## Tugas
1. Menurut prosa tentang Geunaseh, apa cita-cita sang pencerita?
2. Lanjutkan prosa tentang Geunaseh mulai dari kalimat terakhirnya.

-->

Kenapa Engkau Kembali Membangunkan ku, Geunaseh?

Kenapa Engkau Kembali Membangunkan ku, Geunaseh?

Kenapa engkau berani membangunkanku, padahal aku sedang terlelap sejenak, istirahat. Berbulan-bulan yang lalu aku terlalu lelah. Berpeluh tak pernah kering. Hatiku terus bekerja keras membuka jalan-jalan setapak untuk menuju rumahmu. Belantara-belantara kutebas dengan parang tumpulku. Banyak kabar kudengar di belantara menuju rumahmu bertebaran hewan-hewan buas yang sudi mengancam nyawa siapa saja yang berani memasukinya. Bagiku itu sebuah guyonan, walau benar adanya.

Engkau sudah cukup paham akan cita-citaku. Ya, tinggal di rumahmu, hatimu maksudku. Tapi petakanya aku tidak pernah menemukan rumahmu. Belantara semakin gencar kau tanami. Aku tidak paham akan maksudmu. Mungkin itu sebuah kode alam yang kamu semai untukku bahwa aku tidak ada tempat untuk tinggal di rumahmu.

Kini aku akan bercerita, tolong kamu dengar ya Geunaseh. Ketika perlakuanmu seperti itu pada anak manusia ini apa engkau pikir ia akan balik arah? Tidak Geunaseh. Aku terus membabat belantara-belantara; menanjaki perbukitan dan gunung berbatu. Apa perlu kuceritakan satu hal lagi? Yasudah walau tak layak untuk kuceritakan, dengan ringan hati kukabarkan bahwa kakiku berdarah, parangku patah, kompasku kehilangan arah, sebab sesungguhnya rumahmu tidak akan kau bangun di bumiku. Kuharap suatu saat di manapun rumahmu itulah rumahku.

Ketika aku lelah mencari, aku beristirahat dalam belantara sebatang kara. Mustahil aku keluar Geunaseh. Sebab sekali aku berpetualang tidak ada kata pulang sampai langkahku selesai. Aku mati. Dan kali ini aku mohon maaf petualangku berada dalam koridor rimbamu.

## Isi Dataset
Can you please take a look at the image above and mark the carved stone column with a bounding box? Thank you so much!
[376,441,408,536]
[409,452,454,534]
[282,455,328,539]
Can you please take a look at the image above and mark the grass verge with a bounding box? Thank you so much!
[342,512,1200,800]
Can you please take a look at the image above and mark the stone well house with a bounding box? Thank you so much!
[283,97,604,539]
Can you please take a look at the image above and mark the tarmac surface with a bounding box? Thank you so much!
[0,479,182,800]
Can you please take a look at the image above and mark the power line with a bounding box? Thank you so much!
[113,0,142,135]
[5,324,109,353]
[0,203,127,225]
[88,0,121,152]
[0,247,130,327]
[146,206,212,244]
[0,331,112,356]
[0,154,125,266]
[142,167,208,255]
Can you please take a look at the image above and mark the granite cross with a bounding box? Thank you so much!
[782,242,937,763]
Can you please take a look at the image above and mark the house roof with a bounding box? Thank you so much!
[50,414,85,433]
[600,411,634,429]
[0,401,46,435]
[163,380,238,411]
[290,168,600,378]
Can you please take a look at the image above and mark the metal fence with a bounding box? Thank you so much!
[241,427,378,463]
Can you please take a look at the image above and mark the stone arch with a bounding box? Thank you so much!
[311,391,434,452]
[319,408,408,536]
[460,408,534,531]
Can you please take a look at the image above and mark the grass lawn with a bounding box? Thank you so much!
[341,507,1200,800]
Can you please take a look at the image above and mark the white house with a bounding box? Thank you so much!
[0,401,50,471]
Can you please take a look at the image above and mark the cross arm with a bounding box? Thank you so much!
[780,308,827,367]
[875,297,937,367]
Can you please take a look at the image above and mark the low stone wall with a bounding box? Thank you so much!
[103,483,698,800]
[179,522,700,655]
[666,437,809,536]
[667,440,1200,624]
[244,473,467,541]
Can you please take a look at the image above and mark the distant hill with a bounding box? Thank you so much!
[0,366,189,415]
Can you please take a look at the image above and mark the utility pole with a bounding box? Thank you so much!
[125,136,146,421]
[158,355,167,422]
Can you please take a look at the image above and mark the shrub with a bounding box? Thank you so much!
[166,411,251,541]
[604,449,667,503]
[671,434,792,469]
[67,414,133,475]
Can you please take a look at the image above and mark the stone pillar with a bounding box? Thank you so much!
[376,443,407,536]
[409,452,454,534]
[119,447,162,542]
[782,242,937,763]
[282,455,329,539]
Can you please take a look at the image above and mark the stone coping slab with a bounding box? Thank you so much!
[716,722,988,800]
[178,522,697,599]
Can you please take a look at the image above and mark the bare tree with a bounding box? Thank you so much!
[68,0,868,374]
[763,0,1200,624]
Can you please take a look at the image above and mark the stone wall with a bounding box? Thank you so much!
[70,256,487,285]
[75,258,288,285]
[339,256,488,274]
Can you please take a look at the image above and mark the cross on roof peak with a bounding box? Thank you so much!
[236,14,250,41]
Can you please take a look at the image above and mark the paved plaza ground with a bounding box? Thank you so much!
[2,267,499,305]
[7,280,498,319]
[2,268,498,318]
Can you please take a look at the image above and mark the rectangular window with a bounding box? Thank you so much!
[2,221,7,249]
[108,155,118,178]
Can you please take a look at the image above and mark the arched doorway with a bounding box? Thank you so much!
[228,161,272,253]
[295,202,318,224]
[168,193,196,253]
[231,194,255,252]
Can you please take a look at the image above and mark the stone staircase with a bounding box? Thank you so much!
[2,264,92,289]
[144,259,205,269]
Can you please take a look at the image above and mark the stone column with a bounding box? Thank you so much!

## Jawaban
1. Tinggal di rumah Geunaseh, yang dimaksud adalah hatinya.

2.
Aku sempat tertidur sejenak. Melupakan rumahmu, melupakan mozaik wajahmu, melupakan sejenak citaku nanti bersamamu. Tidak lama aku terlelap dan aku terbangun, kamu yang berani membangunkan tidurku. Di mana kamu menemukanku? Aku tidak sempat menanyakan itu padamu Geunaseh. Wajah anggunmu hanya bisa kujelajah sejenak dengan mata sayu bangun tidurku, sesudah itu engkau lari pontang-lantang meninggalkan aku tanpa jejak. Di mana rumahmu? Kamu tahukan aku hendak bermuara ke situ.

Aku kembali menggila mencari jejakmu di setiap perjalanan. Tanpa parang mulai lagi kugerawang semak-semak. Kaki yang melepuh bukan sebuah batas jalanku.
Aku hendak bertanya satu hal sebelum nantinya aku kembali beristirahat diperjalanan. Apa cita-citamu membangunkan aku? Lalu dengan riangnya engkau lari dari hadapanku. Apa engkau tidak berfikir bahwa bangunku tanpa rumahmu adalah siksa bagiku. Maaf Geunaseh, aku tidak bermaksud menggelarkanmu sebagai algojo yang mencambuk tubuh dan jiwaku. Mungkin aku saja yang layak dikata gila.

Tapi tidak Geunaseh, kan sudah kutegaskan bahwa jelajahku tidak akan berhenti sampai ku mati. Seandainya itu terjadi maafkan aku Geunaseh, sebab jasadku jadi bangkai busuk di jalan menuju rumahmu.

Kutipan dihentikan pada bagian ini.